▸ Your goal
Revise the passage on work anxiety, starting at the words "I trace what" and ending after "more next time.", with "relentless" changed to "constant".

▸ Excerpted text

══════════

I trace what is actually happening in the nervous system, from the amygdala’s threat scanning to why uncertainty, visibility, and fear of judgement hit so hard in modern workplaces. I also name the three pressure multipliers I see everywhere right now: relentless social media comparison, the missing “learning by being in the room” that remote work can reduce, and our new talent for avoiding discomfort through messages, emails, and delay. Avoidance feels like relief, but it quietly trains your brain to fear the situation more next time.
Then we get practical. I share five tools you can use immediately for work anxiety, public speaking nerves, and leadership confidence: name the emotion, ask what your nervous system is responding to, make the threat specific, breathe out longer than you breathe in, act before you feel ready, and keep an evidence log so your brain stores proof of courage. If you try just one small avoided action this week and write it down, you’ll start building real confidence the only way it lasts: through evidence.

══════════

Stored data entries:
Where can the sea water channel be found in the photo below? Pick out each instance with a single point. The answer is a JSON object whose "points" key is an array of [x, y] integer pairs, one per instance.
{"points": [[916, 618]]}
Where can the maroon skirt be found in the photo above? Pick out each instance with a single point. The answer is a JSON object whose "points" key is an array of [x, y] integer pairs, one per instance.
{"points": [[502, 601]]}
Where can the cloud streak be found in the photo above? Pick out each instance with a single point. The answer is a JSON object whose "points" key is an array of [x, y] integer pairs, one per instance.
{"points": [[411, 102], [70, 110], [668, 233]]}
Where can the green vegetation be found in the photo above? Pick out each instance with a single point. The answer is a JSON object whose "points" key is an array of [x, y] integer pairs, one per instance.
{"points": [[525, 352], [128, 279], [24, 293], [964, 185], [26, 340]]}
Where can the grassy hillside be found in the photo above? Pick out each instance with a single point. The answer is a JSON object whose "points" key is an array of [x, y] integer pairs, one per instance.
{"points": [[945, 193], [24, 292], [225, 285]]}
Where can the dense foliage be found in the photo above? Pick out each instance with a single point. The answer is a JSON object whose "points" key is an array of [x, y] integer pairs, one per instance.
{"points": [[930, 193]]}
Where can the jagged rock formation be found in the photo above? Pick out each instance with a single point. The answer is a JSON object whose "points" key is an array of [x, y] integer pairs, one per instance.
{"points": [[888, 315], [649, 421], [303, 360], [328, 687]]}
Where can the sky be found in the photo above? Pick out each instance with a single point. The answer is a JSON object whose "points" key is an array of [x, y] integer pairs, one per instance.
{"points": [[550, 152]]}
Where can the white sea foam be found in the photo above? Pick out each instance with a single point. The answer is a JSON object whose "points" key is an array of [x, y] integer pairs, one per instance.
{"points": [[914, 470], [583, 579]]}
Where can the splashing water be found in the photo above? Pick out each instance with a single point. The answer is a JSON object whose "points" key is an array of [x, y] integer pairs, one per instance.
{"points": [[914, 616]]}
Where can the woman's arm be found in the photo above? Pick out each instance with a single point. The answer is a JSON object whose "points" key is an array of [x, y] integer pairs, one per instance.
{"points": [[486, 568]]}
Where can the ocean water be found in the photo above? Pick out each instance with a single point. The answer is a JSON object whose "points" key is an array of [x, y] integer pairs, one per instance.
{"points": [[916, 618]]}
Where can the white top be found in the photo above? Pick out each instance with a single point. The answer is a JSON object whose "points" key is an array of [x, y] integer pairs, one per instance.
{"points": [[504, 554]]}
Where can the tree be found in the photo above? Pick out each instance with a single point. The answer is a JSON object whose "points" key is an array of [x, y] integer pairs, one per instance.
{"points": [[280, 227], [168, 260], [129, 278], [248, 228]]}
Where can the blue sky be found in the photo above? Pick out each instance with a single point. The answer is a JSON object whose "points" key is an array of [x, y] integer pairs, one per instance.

══════════

▸ Task output
I trace what is actually happening in the nervous system, from the amygdala’s threat scanning to why uncertainty, visibility, and fear of judgement hit so hard in modern workplaces. I also name the three pressure multipliers I see everywhere right now: constant social media comparison, the missing “learning by being in the room” that remote work can reduce, and our new talent for avoiding discomfort through messages, emails, and delay. Avoidance feels like relief, but it quietly trains your brain to fear the situation more next time.